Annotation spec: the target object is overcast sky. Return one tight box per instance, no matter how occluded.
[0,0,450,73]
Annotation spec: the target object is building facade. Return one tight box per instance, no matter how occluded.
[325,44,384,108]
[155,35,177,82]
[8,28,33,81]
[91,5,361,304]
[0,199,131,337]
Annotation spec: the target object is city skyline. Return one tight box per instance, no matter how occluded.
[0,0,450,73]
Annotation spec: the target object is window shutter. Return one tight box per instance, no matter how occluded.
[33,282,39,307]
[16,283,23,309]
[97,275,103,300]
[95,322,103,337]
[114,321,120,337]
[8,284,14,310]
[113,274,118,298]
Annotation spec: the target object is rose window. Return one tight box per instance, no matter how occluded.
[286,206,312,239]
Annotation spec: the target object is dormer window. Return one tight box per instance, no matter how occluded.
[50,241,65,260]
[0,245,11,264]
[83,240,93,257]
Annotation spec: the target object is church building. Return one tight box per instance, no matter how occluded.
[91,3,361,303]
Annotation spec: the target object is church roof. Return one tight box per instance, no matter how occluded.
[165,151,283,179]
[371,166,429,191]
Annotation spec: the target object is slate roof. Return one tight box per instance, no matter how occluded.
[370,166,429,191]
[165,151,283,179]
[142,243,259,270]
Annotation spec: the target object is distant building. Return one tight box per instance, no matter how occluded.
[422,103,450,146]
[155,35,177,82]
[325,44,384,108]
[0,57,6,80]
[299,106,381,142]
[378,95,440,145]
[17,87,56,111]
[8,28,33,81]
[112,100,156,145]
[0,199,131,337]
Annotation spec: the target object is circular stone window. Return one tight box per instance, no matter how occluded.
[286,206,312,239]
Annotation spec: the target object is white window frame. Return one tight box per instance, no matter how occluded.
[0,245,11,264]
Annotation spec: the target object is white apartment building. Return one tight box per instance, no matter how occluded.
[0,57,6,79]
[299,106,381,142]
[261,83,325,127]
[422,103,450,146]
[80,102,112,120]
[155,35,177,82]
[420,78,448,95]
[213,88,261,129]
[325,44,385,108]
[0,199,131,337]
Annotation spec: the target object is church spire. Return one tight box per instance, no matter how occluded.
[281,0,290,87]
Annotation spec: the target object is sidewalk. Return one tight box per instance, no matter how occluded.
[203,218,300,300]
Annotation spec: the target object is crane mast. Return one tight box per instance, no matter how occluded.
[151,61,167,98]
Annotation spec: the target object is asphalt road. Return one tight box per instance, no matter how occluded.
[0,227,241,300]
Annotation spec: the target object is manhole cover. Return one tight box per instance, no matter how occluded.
--------------------
TASK PROMPT:
Please update every one of the entries above by swapping "tight box" for "tight bounding box" and keeping all other text the same.

SOLUTION BELOW:
Annotation spec: the target object is overcast sky. Return one tight bounding box per instance, no matter how occluded.
[0,0,450,73]
Annotation spec: the target object is building facade. Return one tight bounding box per instance, no matter how occluded.
[325,44,384,108]
[155,35,177,82]
[8,28,33,81]
[91,5,361,304]
[0,199,131,337]
Annotation spec: the target object is city skyline. Return one tight bounding box per instance, no matter how occluded.
[0,0,450,73]
Annotation spec: the target object is window shutter. Return one tight bounding box per instance, no matter how occluded.
[33,282,39,307]
[16,283,23,309]
[97,275,103,300]
[95,322,103,337]
[114,321,120,337]
[8,284,14,310]
[113,274,118,298]
Annotation spec: the target object is rose window. Return one tight bounding box per instance, no matter how occluded.
[286,206,312,239]
Annotation spec: the target object is dormer window. Return one tight bounding box per instance, no matter how occluded.
[50,241,65,260]
[0,245,11,264]
[83,240,93,257]
Annotation spec: the target object is church building. Return one tight bounding box per instance, no matter how occluded.
[91,3,361,303]
Annotation spec: the target object is church roof. Return one tight bounding box per instance, no matter how occluded.
[165,151,283,179]
[371,166,429,191]
Annotation spec: the target object is slate roof. Return one tight bounding box per instance, no matter how occluded.
[370,166,429,191]
[165,151,283,179]
[142,243,259,270]
Annotation spec: the target object is distant building. Return one tight bounding box per instance, no matter how occluded.
[422,103,450,146]
[155,35,177,82]
[325,44,384,108]
[0,57,6,80]
[299,106,381,142]
[378,95,440,145]
[17,87,56,111]
[8,28,33,81]
[112,100,156,145]
[0,199,131,337]
Annotation spec: the target object is circular stone window. Return one tight bounding box per instance, no matter how occluded.
[286,206,312,239]
Annotation spec: the target object is white window frame. Return one tight bounding box per instance, no matter how occluded.
[0,245,11,264]
Annotation spec: the target object is white apartment building. Return one tight bounding box per instance, no matter how occluded.
[0,57,6,79]
[299,106,381,142]
[261,83,325,127]
[422,103,450,146]
[80,102,112,120]
[155,35,177,82]
[420,78,448,95]
[213,88,261,129]
[325,44,385,108]
[0,199,131,337]
Annotation spec: the target object is church spire. Return one tight bounding box per instance, no matter how occluded.
[281,0,290,87]
Annotation spec: the target object is sidewalk. Return one tight bounding box per instance, no matter how occluded.
[203,218,300,300]
Annotation spec: the target object is crane mast. Return one tight bounding box per instance, no matter how occluded.
[151,61,167,98]
Annotation spec: the target object is asphalt road. Return one tight bounding box per instance, no matter how occluded.
[0,227,241,300]
Annotation spec: the target object is manhole cover. Return one tight bounding box per instance, no matter how occluded.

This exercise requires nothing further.